> **THE DATA**:
>>

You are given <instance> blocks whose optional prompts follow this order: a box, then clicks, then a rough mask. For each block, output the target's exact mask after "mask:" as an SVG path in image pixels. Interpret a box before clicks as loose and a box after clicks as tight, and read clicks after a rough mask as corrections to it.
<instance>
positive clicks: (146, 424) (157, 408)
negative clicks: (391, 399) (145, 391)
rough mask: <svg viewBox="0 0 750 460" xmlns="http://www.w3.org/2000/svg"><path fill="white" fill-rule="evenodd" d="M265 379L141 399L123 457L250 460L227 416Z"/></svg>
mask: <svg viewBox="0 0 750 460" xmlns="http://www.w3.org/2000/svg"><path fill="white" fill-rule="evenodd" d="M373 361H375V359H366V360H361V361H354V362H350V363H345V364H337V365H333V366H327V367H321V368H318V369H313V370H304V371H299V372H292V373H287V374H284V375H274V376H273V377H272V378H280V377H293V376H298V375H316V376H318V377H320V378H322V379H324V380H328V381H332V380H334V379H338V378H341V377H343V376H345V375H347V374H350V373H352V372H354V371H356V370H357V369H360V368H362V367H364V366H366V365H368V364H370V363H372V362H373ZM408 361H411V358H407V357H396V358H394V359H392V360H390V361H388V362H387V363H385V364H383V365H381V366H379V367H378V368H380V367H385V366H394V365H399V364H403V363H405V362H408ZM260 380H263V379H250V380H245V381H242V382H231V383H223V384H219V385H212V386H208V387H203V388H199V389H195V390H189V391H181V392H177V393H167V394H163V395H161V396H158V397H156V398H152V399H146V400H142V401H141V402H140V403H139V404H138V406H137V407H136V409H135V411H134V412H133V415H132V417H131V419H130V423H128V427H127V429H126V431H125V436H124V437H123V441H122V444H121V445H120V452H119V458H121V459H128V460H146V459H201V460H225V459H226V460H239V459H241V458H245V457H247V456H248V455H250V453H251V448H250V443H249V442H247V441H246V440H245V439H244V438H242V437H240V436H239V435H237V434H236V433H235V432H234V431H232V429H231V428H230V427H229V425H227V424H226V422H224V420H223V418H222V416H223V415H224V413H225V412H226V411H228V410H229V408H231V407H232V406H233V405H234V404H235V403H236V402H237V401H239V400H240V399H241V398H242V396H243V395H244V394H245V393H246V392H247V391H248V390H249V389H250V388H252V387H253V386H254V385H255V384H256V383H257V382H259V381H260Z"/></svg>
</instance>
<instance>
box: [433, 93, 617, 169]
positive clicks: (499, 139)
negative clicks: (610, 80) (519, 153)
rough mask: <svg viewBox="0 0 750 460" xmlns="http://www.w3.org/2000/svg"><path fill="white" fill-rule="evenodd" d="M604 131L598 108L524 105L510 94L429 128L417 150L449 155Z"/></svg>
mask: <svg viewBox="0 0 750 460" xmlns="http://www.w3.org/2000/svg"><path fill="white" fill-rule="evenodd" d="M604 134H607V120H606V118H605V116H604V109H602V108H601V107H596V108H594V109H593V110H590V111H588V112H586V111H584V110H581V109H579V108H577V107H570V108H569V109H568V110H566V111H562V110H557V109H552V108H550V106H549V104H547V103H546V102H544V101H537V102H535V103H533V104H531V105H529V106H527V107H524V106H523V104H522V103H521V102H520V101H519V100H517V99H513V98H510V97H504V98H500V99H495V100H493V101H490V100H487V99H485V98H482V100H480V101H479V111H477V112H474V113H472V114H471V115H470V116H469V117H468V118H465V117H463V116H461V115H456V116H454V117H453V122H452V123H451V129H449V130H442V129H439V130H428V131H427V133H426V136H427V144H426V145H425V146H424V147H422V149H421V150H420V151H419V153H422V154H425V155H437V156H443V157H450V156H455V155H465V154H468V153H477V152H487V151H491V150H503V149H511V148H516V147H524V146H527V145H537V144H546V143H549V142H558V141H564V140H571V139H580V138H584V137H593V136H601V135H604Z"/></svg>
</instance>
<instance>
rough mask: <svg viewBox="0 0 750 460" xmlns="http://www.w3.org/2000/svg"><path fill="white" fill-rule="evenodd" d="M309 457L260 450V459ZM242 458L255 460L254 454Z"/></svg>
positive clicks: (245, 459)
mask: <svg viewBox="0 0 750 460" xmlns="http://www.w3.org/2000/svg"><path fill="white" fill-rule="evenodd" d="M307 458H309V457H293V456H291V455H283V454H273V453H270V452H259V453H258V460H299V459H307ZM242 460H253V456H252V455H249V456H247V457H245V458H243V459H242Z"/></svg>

<<

Produce the entries again, character for character.

You are given <instance> blocks whose optional prompts follow this order: a box, then clicks, then a rough mask. For each block, output the target's exact mask after "mask:" as an SVG path in image pixels. Interpret a box before clicks as loose and a box after clicks as tight, and read clicks after a rough mask as corrections to it.
<instance>
positive clicks: (146, 424) (157, 408)
negative clicks: (391, 399) (145, 391)
rough mask: <svg viewBox="0 0 750 460" xmlns="http://www.w3.org/2000/svg"><path fill="white" fill-rule="evenodd" d="M265 379L141 399L123 457L250 460L227 416Z"/></svg>
mask: <svg viewBox="0 0 750 460" xmlns="http://www.w3.org/2000/svg"><path fill="white" fill-rule="evenodd" d="M373 361H375V359H366V360H361V361H354V362H350V363H345V364H337V365H333V366H327V367H321V368H318V369H313V370H304V371H299V372H292V373H287V374H284V375H274V376H273V377H272V378H280V377H293V376H298V375H316V376H318V377H320V378H322V379H324V380H328V381H332V380H334V379H338V378H341V377H343V376H345V375H347V374H350V373H352V372H354V371H356V370H357V369H360V368H362V367H364V366H366V365H368V364H370V363H372V362H373ZM408 361H411V358H407V357H396V358H394V359H392V360H390V361H388V362H387V363H385V364H383V365H381V366H379V367H378V368H380V367H385V366H394V365H399V364H403V363H405V362H408ZM260 380H263V379H250V380H245V381H242V382H231V383H223V384H219V385H212V386H208V387H203V388H199V389H195V390H189V391H181V392H177V393H167V394H163V395H161V396H158V397H156V398H152V399H146V400H142V401H141V402H140V403H139V404H138V406H137V407H136V409H135V411H134V412H133V415H132V417H131V419H130V423H128V427H127V429H126V431H125V436H124V437H123V441H122V444H121V445H120V452H119V458H121V459H128V460H146V459H201V460H225V459H226V460H239V459H241V458H245V457H247V456H248V455H250V453H251V448H250V443H249V442H247V441H246V440H245V439H244V438H242V437H240V436H239V435H237V434H236V433H235V432H234V431H232V429H231V428H230V427H229V425H227V424H226V422H224V420H223V418H222V416H223V415H224V413H225V412H226V411H228V410H229V408H231V407H232V406H233V405H234V404H235V403H236V402H237V401H239V400H240V399H241V398H242V396H243V395H244V394H245V393H246V392H247V391H248V390H249V389H250V388H252V387H253V386H254V385H255V384H256V383H257V382H259V381H260Z"/></svg>
</instance>
<instance>
box: [433, 93, 617, 169]
positive clicks: (499, 139)
negative clicks: (610, 80) (519, 153)
rough mask: <svg viewBox="0 0 750 460" xmlns="http://www.w3.org/2000/svg"><path fill="white" fill-rule="evenodd" d="M604 131L598 108L524 105L510 94L429 128L417 150L449 155Z"/></svg>
mask: <svg viewBox="0 0 750 460" xmlns="http://www.w3.org/2000/svg"><path fill="white" fill-rule="evenodd" d="M604 134H607V120H606V118H605V116H604V109H602V108H601V107H596V108H594V109H593V110H590V111H588V112H586V111H584V110H581V109H579V108H577V107H570V108H569V109H568V110H566V111H562V110H557V109H552V108H550V106H549V104H547V103H546V102H544V101H537V102H535V103H533V104H531V105H529V106H527V107H524V106H523V104H522V103H521V102H520V101H519V100H517V99H513V98H510V97H504V98H500V99H495V100H493V101H490V100H487V99H485V98H482V100H480V101H479V111H477V112H474V113H472V114H471V115H470V116H469V117H468V118H465V117H463V116H461V115H456V116H454V117H453V122H452V123H451V129H449V130H442V129H439V130H428V131H427V133H426V136H427V144H426V145H425V146H424V147H422V149H421V150H420V151H419V153H422V154H425V155H437V156H443V157H450V156H455V155H465V154H468V153H477V152H487V151H491V150H503V149H511V148H516V147H524V146H527V145H537V144H546V143H549V142H558V141H564V140H571V139H580V138H584V137H593V136H601V135H604Z"/></svg>
</instance>
<instance>
rough mask: <svg viewBox="0 0 750 460" xmlns="http://www.w3.org/2000/svg"><path fill="white" fill-rule="evenodd" d="M309 457L260 450V459ZM242 458L255 460L254 454Z"/></svg>
positive clicks: (245, 459)
mask: <svg viewBox="0 0 750 460" xmlns="http://www.w3.org/2000/svg"><path fill="white" fill-rule="evenodd" d="M307 458H309V457H293V456H291V455H283V454H273V453H270V452H259V453H258V460H299V459H307ZM242 460H253V456H252V455H249V456H247V457H245V458H243V459H242Z"/></svg>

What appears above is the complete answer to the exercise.